> Problem description: Your output should repeat each record below with no differences.

(Supplied records)

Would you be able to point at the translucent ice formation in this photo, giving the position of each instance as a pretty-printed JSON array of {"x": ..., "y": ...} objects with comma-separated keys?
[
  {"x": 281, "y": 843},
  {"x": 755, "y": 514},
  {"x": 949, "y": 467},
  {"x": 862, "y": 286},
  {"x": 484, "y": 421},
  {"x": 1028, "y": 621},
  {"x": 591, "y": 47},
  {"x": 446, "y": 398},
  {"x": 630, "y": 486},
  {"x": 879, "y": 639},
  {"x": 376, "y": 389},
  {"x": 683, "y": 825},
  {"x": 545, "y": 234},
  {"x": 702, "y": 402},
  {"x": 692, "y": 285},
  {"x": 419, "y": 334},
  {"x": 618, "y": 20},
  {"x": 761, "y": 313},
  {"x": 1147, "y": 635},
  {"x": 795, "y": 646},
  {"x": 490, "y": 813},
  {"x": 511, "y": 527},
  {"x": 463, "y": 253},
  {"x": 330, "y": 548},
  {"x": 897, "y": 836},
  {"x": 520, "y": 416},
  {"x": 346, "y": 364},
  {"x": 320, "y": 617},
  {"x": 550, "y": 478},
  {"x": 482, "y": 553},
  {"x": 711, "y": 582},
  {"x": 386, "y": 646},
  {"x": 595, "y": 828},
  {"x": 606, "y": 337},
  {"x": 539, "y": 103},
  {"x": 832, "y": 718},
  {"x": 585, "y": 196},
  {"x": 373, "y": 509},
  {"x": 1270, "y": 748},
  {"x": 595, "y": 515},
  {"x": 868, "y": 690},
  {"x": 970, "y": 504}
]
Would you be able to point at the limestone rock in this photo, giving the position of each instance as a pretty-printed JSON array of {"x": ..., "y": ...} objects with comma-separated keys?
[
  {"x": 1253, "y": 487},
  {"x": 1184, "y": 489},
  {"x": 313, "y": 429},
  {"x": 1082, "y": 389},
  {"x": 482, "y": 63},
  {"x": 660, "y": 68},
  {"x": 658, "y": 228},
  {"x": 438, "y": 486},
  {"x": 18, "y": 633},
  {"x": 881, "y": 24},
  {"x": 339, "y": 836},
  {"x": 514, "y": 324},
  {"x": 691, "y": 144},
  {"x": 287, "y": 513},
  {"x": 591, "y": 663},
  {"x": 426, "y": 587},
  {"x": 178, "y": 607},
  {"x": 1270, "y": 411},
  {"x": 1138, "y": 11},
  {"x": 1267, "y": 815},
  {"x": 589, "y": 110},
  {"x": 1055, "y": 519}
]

(End Supplied records)

> Response to this exercise:
Would you be able to point at the translucent ice formation in this photo, giving the position of each instance as a pretty-printed JSON array of {"x": ..., "y": ...} objects with comma-separated keys?
[
  {"x": 281, "y": 843},
  {"x": 755, "y": 514},
  {"x": 949, "y": 467},
  {"x": 862, "y": 286},
  {"x": 484, "y": 421},
  {"x": 1028, "y": 621},
  {"x": 591, "y": 47},
  {"x": 446, "y": 398},
  {"x": 630, "y": 486},
  {"x": 879, "y": 639},
  {"x": 376, "y": 389},
  {"x": 683, "y": 825},
  {"x": 545, "y": 234},
  {"x": 702, "y": 402},
  {"x": 692, "y": 285},
  {"x": 419, "y": 334},
  {"x": 618, "y": 20},
  {"x": 761, "y": 313},
  {"x": 1147, "y": 635},
  {"x": 795, "y": 646},
  {"x": 490, "y": 813},
  {"x": 511, "y": 527},
  {"x": 463, "y": 253},
  {"x": 330, "y": 548},
  {"x": 897, "y": 836},
  {"x": 520, "y": 416},
  {"x": 346, "y": 364},
  {"x": 320, "y": 617},
  {"x": 550, "y": 478},
  {"x": 482, "y": 553},
  {"x": 711, "y": 582},
  {"x": 386, "y": 646},
  {"x": 595, "y": 828},
  {"x": 606, "y": 337},
  {"x": 539, "y": 103},
  {"x": 832, "y": 718},
  {"x": 585, "y": 196},
  {"x": 373, "y": 509},
  {"x": 1270, "y": 748},
  {"x": 595, "y": 515},
  {"x": 868, "y": 690},
  {"x": 970, "y": 504}
]
Would you be able to point at the limestone rock in this photo, giving the position of each instance as a pretty-printed JSON array of {"x": ..., "y": ...} objects with comma-separated keys?
[
  {"x": 1253, "y": 487},
  {"x": 1184, "y": 489},
  {"x": 313, "y": 429},
  {"x": 1082, "y": 389},
  {"x": 482, "y": 63},
  {"x": 660, "y": 68},
  {"x": 658, "y": 228},
  {"x": 438, "y": 486},
  {"x": 18, "y": 633},
  {"x": 881, "y": 24},
  {"x": 339, "y": 836},
  {"x": 514, "y": 324},
  {"x": 691, "y": 144},
  {"x": 287, "y": 513},
  {"x": 591, "y": 663},
  {"x": 426, "y": 587},
  {"x": 178, "y": 607},
  {"x": 1270, "y": 411},
  {"x": 1138, "y": 11},
  {"x": 1267, "y": 815},
  {"x": 589, "y": 110},
  {"x": 1055, "y": 519}
]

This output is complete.